*Written exercise*
In the data below, take everything from the line containing "query | rock face" down to the end, and write it out again with "sea" swapped for "ocean", leaving every other part as it is.

*Data records*
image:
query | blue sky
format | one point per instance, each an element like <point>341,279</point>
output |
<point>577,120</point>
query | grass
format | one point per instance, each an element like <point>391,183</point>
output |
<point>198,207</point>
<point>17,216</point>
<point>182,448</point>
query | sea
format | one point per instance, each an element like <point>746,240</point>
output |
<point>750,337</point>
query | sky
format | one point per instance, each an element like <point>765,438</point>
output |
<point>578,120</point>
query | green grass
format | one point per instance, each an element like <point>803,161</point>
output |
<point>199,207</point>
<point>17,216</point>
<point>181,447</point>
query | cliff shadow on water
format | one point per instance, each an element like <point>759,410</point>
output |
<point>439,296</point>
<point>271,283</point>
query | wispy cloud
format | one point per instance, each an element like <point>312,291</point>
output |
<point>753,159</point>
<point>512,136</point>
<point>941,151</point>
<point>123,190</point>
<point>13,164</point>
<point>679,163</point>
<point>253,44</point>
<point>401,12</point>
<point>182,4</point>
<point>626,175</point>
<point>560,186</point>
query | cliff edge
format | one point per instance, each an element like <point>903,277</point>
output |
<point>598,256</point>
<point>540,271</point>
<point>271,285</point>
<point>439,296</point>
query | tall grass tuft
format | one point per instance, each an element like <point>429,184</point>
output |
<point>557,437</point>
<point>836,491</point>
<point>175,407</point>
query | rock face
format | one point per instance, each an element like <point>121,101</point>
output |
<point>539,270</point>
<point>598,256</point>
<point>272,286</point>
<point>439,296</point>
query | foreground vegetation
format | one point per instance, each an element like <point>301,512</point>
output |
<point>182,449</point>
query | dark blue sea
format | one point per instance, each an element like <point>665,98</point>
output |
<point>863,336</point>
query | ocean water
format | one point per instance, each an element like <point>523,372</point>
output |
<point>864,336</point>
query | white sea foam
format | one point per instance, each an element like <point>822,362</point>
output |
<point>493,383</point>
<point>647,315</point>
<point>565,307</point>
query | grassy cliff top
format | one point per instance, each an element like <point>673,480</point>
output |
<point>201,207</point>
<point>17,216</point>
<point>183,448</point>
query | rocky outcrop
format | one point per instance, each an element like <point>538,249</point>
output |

*Output*
query | rock face
format | one point per instance, each an element like <point>121,101</point>
output |
<point>539,270</point>
<point>598,256</point>
<point>272,286</point>
<point>439,296</point>
query | foreground vegetation
format | one point per instance, each an element like <point>301,512</point>
output |
<point>182,449</point>
query | dark blue ocean
format | one point per instance, each an element like <point>665,98</point>
output |
<point>863,336</point>
query | ocean water
format | one point per instance, each an element like <point>523,372</point>
output |
<point>864,336</point>
query | white ocean foam
format | one point per instance, each an element like <point>822,362</point>
output |
<point>493,383</point>
<point>647,315</point>
<point>565,307</point>
query | grassy cliff top
format | one point per instance, each an element like <point>673,480</point>
output |
<point>201,207</point>
<point>17,216</point>
<point>183,448</point>
query | rocky outcrop
format | one point per instance, each an element like <point>538,249</point>
output |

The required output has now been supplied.